• **PROBLEM REQUIREMENTS**: Reproduce each of the rows below verbatim, character for character.

• **RAW RECORDS**:
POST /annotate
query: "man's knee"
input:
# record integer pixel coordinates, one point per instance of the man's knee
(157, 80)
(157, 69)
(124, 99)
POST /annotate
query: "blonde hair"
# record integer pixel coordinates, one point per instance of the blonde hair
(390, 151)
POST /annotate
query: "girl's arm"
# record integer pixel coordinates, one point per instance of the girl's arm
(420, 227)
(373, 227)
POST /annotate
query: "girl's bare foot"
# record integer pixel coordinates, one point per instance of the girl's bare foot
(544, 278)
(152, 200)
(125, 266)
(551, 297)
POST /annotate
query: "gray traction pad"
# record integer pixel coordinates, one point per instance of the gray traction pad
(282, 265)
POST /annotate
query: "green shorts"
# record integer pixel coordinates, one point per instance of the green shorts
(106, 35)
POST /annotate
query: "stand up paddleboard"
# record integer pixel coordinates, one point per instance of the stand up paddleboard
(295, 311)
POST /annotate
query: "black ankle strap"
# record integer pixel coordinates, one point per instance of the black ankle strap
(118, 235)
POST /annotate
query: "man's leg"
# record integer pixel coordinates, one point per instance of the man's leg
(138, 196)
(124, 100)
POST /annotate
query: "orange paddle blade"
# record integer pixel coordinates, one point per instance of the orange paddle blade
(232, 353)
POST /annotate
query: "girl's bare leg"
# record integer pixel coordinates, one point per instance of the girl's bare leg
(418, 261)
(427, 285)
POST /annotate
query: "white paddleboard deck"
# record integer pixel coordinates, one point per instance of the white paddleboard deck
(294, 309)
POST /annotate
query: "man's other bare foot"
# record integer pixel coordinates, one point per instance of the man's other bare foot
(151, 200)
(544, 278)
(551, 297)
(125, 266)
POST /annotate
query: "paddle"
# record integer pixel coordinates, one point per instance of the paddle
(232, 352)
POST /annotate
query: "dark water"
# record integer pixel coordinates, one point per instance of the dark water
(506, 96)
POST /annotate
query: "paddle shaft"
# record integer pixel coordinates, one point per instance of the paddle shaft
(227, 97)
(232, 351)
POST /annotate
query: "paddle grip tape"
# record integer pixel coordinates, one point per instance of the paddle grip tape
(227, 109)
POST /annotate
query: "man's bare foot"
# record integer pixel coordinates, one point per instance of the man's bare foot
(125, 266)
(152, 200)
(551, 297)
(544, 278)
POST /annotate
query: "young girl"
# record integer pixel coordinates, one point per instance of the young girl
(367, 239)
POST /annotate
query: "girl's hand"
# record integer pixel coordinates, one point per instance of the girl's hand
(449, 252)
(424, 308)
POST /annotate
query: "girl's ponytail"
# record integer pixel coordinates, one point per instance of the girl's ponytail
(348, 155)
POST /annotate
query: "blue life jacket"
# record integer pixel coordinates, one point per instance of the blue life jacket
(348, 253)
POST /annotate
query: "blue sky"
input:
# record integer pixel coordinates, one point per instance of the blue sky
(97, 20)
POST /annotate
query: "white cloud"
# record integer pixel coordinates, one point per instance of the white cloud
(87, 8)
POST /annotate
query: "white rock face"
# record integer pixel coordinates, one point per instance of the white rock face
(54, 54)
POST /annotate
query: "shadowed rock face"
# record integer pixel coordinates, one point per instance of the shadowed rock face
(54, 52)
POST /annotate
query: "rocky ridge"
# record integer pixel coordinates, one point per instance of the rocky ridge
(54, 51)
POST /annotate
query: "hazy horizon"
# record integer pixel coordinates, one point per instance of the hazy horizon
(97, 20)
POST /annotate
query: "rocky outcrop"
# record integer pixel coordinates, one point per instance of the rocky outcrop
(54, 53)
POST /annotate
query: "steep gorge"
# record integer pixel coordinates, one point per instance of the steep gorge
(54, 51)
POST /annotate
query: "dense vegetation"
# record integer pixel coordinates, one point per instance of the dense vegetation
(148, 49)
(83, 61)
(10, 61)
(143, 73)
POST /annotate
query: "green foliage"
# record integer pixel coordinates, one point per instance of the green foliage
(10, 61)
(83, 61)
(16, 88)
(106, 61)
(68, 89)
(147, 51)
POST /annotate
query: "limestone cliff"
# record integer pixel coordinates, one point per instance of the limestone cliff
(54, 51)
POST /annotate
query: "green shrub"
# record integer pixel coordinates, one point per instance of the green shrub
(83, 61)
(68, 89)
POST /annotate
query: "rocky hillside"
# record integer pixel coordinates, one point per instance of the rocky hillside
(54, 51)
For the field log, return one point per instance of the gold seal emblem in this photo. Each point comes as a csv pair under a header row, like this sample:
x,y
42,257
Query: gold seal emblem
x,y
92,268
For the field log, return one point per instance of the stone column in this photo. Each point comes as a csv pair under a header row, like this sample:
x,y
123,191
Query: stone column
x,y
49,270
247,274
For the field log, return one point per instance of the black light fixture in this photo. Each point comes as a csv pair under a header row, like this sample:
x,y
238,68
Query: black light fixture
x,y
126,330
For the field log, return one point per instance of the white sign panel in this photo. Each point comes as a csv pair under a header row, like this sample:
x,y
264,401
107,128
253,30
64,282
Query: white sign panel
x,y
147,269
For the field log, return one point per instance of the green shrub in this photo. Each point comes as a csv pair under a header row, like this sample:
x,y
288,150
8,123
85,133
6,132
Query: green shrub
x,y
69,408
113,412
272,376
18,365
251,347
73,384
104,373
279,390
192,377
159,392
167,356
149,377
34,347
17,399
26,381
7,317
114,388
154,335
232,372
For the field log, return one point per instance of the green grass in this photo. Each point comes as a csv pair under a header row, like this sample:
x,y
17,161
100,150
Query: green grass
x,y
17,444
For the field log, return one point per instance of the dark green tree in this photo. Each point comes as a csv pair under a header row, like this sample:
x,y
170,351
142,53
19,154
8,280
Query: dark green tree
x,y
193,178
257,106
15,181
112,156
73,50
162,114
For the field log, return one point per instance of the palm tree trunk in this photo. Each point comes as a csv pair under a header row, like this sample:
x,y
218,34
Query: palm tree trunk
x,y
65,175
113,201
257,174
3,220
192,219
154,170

• **SOLUTION BELOW**:
POST /annotate
query: "man's knee"
input:
# record integer pixel coordinates, one point per instance of the man's knee
(157, 80)
(157, 69)
(124, 99)
POST /annotate
query: "blonde hair"
# record integer pixel coordinates, one point per instance of the blonde hair
(390, 151)
POST /annotate
query: "girl's arm"
# record integer pixel coordinates, one point per instance of the girl's arm
(420, 227)
(373, 227)
POST /annotate
query: "girl's bare foot"
# record integer pixel coordinates, one point per instance of the girl's bare foot
(544, 278)
(152, 200)
(125, 266)
(551, 297)
POST /annotate
query: "gray traction pad"
# record integer pixel coordinates, one point per instance of the gray traction pad
(282, 265)
POST /annotate
query: "green shorts"
# record integer pixel coordinates, one point per instance of the green shorts
(106, 35)
POST /annotate
query: "stand up paddleboard"
# record integer pixel coordinates, one point per instance of the stand up paddleboard
(295, 311)
POST /annotate
query: "black ankle strap"
# record integer pixel coordinates, one point per instance of the black ankle strap
(118, 235)
POST /annotate
query: "man's leg"
# record integer pixel coordinates, one point per instance of the man's leg
(138, 196)
(124, 100)
POST /annotate
query: "orange paddle blade"
# record integer pixel coordinates, one point per instance of the orange paddle blade
(232, 353)
POST /annotate
query: "girl's bare leg"
# record integer pixel coordinates, one point per instance of the girl's bare leg
(418, 261)
(427, 285)
POST /annotate
query: "white paddleboard deck"
# record integer pixel coordinates, one point per instance of the white paddleboard deck
(294, 309)
POST /annotate
query: "man's other bare foot"
# record integer pixel coordinates, one point per instance of the man's other bare foot
(151, 200)
(544, 278)
(551, 297)
(125, 266)
POST /annotate
query: "paddle"
# record integer pixel coordinates, one point per instance of the paddle
(232, 352)
POST /annotate
query: "dark water"
# record integer pixel coordinates, one point per instance of the dark water
(506, 96)
POST /annotate
query: "paddle shaft"
# record integer pixel coordinates, one point per instance of the paddle shaft
(227, 97)
(232, 351)
POST /annotate
query: "paddle grip tape"
# record integer pixel coordinates, one point per instance of the paddle grip tape
(227, 109)
POST /annotate
query: "man's bare foot"
# record integer pixel coordinates, one point per instance of the man's bare foot
(125, 266)
(152, 200)
(551, 297)
(544, 278)
POST /annotate
query: "young girl"
# record integer pixel coordinates, one point per instance of the young girl
(367, 239)
POST /annotate
query: "girl's hand"
# record integer pixel coordinates, one point per instance of the girl's hand
(449, 252)
(424, 308)
POST /annotate
query: "girl's ponytail"
# record integer pixel coordinates, one point per instance of the girl's ponytail
(348, 155)
POST /annotate
query: "blue life jacket"
# record integer pixel coordinates, one point per instance of the blue life jacket
(348, 253)
POST /annotate
query: "blue sky"
input:
# record integer pixel coordinates, one point per instance of the blue sky
(97, 20)
POST /annotate
query: "white cloud"
# record integer pixel coordinates, one point per instance of the white cloud
(87, 8)
POST /annotate
query: "white rock face"
# record integer pixel coordinates, one point per instance of the white rock face
(54, 54)
POST /annotate
query: "shadowed rock face"
# record integer pixel coordinates, one point per instance of the shadowed rock face
(54, 52)
POST /annotate
query: "rocky ridge"
# record integer pixel coordinates, one point per instance of the rocky ridge
(54, 51)
POST /annotate
query: "hazy horizon"
# record integer pixel coordinates, one point per instance of the hazy horizon
(97, 20)
POST /annotate
query: "rocky outcrop"
# record integer pixel coordinates, one point per instance of the rocky outcrop
(54, 53)
POST /annotate
query: "steep gorge"
# record integer pixel coordinates, one point per instance of the steep gorge
(54, 51)
POST /annotate
query: "dense vegetation"
# record integer pixel coordinates, one point per instance of the dense vegetation
(148, 49)
(83, 61)
(10, 61)
(143, 73)
POST /annotate
query: "green foliage"
# record integer pixel coordinates, one point per instance of the green foliage
(10, 61)
(83, 61)
(16, 88)
(106, 61)
(68, 89)
(147, 51)
POST /annotate
query: "limestone cliff"
# record integer pixel coordinates, one point per instance of the limestone cliff
(54, 51)
POST /annotate
query: "green shrub"
# record integer pixel coordinates, one point per instance of the green shrub
(83, 61)
(68, 89)
POST /annotate
query: "rocky hillside"
# record integer pixel coordinates, one point per instance of the rocky hillside
(54, 51)
For the field log, return one point per instance of the gold seal emblem in this photo. Each point comes as a csv pair under a header row, like this sample:
x,y
42,257
Query: gold seal emblem
x,y
92,268
For the field log, return one point per instance of the stone column in this photo. Each point comes as a csv pair under a header row, like this sample:
x,y
123,191
Query: stone column
x,y
49,270
247,274
For the field log, return one point per instance of the black light fixture in this photo. Each point comes as a csv pair under a header row, like this sample:
x,y
238,68
Query: black light fixture
x,y
126,330
For the field log, return one point per instance of the white sign panel in this photo. Each point comes as a csv pair under a header row, like this sample:
x,y
264,401
107,128
253,30
64,282
Query: white sign panel
x,y
147,269
For the field log, return one point per instance of the green shrub in this photo. Each point comes as a csv pair under a header row, like this sample:
x,y
288,150
8,123
85,133
6,132
Query: green shrub
x,y
69,408
113,412
272,376
18,365
251,347
73,384
104,373
279,390
192,377
159,392
167,356
149,377
34,347
17,399
26,381
7,317
114,388
154,335
232,372
For the field log, return one point per instance of the green grass in this photo. Each point comes as a csv pair under a header row, like this sample:
x,y
17,161
100,150
Query: green grass
x,y
17,444
For the field log, return one point per instance of the dark green tree in this photo. Each point comes as a csv pair under a header row, like this sample:
x,y
170,351
142,53
19,154
8,280
Query: dark green tree
x,y
193,178
257,106
15,181
112,156
73,50
162,114
For the field log, return one point per instance of the palm tree trunk in this photo. Each point comes as a csv pair under a header row, like this sample:
x,y
218,34
Query: palm tree trunk
x,y
65,175
113,201
257,174
3,220
192,219
154,170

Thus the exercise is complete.